How many lines in the records below contain the string "water", counting case? Reply with the number alone.
+++ Supplied data
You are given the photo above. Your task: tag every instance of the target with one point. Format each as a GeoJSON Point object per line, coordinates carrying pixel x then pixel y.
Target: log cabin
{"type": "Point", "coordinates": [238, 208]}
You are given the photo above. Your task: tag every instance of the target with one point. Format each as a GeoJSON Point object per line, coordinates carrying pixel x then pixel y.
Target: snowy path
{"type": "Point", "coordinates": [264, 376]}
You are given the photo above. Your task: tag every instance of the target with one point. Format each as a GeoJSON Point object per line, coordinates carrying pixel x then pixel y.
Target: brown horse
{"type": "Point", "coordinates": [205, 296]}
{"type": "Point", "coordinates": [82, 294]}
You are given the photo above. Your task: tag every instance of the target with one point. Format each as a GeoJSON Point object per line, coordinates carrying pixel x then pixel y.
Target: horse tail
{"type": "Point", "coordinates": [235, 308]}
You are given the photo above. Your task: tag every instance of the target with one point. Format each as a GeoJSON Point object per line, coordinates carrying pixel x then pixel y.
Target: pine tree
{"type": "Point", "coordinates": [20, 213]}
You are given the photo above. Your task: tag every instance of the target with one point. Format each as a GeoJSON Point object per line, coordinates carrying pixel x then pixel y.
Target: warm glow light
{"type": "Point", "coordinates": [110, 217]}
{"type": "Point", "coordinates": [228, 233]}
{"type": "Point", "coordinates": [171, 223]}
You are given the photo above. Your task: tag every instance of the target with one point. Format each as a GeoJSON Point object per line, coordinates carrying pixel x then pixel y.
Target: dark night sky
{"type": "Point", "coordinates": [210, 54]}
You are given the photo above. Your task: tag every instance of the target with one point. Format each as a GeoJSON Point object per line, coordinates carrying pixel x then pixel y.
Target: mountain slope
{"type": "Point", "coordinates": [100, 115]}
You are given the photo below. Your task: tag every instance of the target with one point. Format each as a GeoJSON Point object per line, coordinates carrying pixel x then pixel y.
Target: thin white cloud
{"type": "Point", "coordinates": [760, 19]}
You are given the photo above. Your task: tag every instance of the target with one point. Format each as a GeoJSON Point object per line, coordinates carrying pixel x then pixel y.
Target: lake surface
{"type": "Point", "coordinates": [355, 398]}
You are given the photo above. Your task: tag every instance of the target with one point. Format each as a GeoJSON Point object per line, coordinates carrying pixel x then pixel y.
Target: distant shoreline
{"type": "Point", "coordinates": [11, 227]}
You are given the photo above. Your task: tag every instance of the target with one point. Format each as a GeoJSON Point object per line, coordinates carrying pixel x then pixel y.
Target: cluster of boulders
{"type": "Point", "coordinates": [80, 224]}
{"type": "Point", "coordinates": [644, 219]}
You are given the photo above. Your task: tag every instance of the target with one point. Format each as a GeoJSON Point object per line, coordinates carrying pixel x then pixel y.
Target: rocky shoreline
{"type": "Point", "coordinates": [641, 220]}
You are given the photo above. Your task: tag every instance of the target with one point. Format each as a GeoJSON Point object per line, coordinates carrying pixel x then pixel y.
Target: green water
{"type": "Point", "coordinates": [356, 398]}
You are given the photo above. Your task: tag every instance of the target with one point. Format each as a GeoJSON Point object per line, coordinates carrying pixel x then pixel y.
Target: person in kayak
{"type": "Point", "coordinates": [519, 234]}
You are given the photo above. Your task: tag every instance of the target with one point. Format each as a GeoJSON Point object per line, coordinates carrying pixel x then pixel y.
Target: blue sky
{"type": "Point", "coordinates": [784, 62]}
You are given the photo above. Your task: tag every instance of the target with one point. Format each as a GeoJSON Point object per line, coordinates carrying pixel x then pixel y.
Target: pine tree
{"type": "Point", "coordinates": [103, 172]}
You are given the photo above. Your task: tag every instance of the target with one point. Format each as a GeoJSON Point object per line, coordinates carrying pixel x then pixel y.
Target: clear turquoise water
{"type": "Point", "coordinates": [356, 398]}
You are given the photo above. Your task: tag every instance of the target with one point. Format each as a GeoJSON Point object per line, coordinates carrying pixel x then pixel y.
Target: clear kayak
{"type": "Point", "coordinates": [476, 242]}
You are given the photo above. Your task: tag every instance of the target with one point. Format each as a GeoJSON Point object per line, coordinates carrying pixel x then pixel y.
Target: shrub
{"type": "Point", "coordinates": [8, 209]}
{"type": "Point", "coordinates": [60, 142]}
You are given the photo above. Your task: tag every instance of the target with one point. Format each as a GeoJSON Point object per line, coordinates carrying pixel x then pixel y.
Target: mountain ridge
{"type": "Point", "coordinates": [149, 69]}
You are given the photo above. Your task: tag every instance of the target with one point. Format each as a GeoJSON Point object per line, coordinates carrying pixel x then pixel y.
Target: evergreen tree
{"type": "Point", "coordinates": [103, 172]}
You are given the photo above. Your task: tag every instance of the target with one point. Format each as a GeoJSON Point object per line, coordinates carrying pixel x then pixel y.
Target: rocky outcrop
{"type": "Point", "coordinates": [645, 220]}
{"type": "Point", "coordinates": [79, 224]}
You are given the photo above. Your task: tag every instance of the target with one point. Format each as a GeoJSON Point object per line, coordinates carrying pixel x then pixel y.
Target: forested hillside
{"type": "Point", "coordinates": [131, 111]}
++++++
◆ Response to the task ◆
2